» TASK GOAL
Work through the entries below and show every line in which "khaki" is found.

» Natural language region descriptions
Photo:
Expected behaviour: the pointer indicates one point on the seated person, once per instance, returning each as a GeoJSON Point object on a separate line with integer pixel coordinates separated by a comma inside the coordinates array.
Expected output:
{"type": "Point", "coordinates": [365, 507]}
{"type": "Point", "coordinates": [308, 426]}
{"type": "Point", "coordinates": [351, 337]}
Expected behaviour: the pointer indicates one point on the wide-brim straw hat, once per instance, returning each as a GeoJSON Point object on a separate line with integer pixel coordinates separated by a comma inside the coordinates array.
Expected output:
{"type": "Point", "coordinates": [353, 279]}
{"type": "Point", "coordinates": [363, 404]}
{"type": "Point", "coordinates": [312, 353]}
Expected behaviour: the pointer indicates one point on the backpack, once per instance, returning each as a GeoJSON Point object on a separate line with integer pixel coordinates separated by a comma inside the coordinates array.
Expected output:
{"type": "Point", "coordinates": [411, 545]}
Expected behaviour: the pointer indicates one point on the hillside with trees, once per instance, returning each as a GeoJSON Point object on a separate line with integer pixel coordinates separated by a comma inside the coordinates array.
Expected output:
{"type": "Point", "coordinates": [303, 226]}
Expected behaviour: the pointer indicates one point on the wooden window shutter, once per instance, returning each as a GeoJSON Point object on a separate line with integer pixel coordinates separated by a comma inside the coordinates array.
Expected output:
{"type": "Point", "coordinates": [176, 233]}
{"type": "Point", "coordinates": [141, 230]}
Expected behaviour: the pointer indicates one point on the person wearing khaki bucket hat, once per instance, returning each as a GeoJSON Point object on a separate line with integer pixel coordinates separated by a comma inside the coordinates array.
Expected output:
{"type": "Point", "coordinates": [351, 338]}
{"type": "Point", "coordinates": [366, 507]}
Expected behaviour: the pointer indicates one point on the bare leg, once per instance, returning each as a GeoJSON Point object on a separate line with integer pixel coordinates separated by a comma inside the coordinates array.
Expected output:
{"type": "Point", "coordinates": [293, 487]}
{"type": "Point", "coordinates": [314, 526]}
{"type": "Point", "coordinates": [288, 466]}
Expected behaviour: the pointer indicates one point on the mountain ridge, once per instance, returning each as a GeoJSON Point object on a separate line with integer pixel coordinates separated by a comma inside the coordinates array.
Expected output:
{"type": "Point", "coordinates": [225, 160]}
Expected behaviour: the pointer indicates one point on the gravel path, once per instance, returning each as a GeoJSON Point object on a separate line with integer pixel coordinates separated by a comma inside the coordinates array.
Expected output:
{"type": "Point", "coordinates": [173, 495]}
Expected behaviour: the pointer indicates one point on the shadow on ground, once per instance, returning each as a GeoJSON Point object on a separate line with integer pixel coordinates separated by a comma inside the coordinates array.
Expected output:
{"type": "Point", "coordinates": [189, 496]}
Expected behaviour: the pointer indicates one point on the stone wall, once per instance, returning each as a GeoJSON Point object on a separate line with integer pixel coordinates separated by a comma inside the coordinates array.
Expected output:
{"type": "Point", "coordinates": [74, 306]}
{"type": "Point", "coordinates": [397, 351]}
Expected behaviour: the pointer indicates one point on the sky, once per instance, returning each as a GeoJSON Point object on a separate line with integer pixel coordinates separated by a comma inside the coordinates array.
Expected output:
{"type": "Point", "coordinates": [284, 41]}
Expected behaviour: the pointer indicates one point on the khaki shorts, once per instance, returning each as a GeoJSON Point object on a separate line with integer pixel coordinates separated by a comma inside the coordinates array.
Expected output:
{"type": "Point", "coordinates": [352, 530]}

» WRITTEN ANSWER
Expected behaviour: the pointer indicates one point on the person wearing khaki bucket hat, once per instance, returning each as a GeoJSON Point object on a separate line with integer pixel coordinates separated by a comma inside the coordinates array.
Expected behaviour: the pointer indicates one point on the khaki shorts, once per instance, returning each as a GeoJSON Point object on a separate line with integer pixel coordinates separated by a comma inside the coordinates array.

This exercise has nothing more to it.